EXERCISE PASSAGE

Controversies in therapy
Glucosamine continues to be bought over the counter by patients. It is naturally present in the shells of shellfish, animal bones, cock combs and bone marrow; it is also present in some fungi, such as Aspergillus niger.16 It is an abundant monosaccharide and helps form glycosaminoglycans, a constituent of cartilage. It was not advised by NICE in 2008 as core GP treatment but a review of trial data suggests that some patients had mild-moderate pain relief over six months using glucosamine sulphate 1500mg/day. NICE therefore suggested that patients keen to try glucosamine sulphate could use this dose for three months to see if there is benefit. There were no significant adverse effects but the BNF suggests use in caution in patients with glucose intolerance and diabetes (monitor glucose control) and in those with heart disease (monitor cholesterol).
The price is vastly variable in the high street and online from £20 a month to £10 per annum. In 2009 a Cochrane review17 of glucosamine use reported that glucosamine use caused a small reduction in pain and increased function when using a Rotta preparation. Chondroitin and glucosamine with chondroitin did not show significant benefits to make NHS prescribing cost effective and are also not recommended by NICE in NHS prescription.
Sodium hyaluronate is injected into the joint and has been shown to be safe and effective, but like steroid injection it can cause joint flare and sepsis. Patients need to attend on multiple occasions and it has been shown to improve pain up to three months. It is not recommended by NICE due to the cost of NHS treatment with respect to benefit gained.

REQUIRED ACTION A
Revise the therapy passage from "The price is" through "to benefit gained.", putting "Hyaluronic acid" in place of "Sodium hyaluronate".
REQUIRED ACTION B
List every natural source of glucosamine that the therapy passage names.
The records after this passage are separate material and have no link to it.

DATASET EXCERPTS

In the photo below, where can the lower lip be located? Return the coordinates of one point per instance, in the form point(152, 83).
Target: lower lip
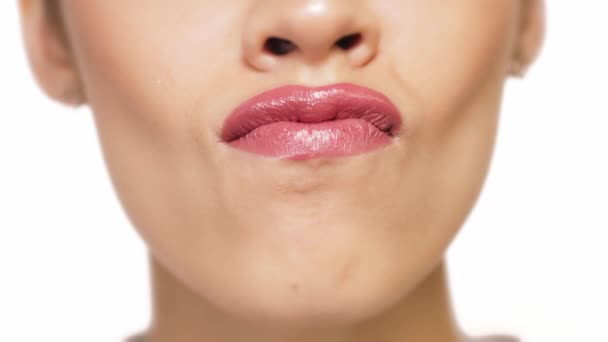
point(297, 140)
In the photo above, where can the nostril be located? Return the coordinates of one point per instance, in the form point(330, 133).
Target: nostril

---

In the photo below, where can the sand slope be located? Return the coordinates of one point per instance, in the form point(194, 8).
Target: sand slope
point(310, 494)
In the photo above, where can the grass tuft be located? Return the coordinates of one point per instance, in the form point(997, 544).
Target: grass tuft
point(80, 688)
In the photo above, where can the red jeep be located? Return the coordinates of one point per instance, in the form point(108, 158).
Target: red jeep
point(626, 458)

...

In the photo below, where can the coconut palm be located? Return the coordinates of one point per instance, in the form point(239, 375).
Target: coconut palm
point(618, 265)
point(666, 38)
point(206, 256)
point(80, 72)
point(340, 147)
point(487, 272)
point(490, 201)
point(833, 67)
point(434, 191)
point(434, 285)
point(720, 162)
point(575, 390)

EXERCISE ANSWER A
The price is vastly variable in the high street and online from £20 a month to £10 per annum. In 2009 a Cochrane review17 of glucosamine use reported that glucosamine use caused a small reduction in pain and increased function when using a Rotta preparation. Chondroitin and glucosamine with chondroitin did not show significant benefits to make NHS prescribing cost effective and are also not recommended by NICE in NHS prescription.
Hyaluronic acid is injected into the joint and has been shown to be safe and effective, but like steroid injection it can cause joint flare and sepsis. Patients need to attend on multiple occasions and it has been shown to improve pain up to three months. It is not recommended by NICE due to the cost of NHS treatment with respect to benefit gained.

EXERCISE ANSWER B
- shells of shellfish
- animal bones
- cock combs
- bone marrow
- some fungi, such as Aspergillus niger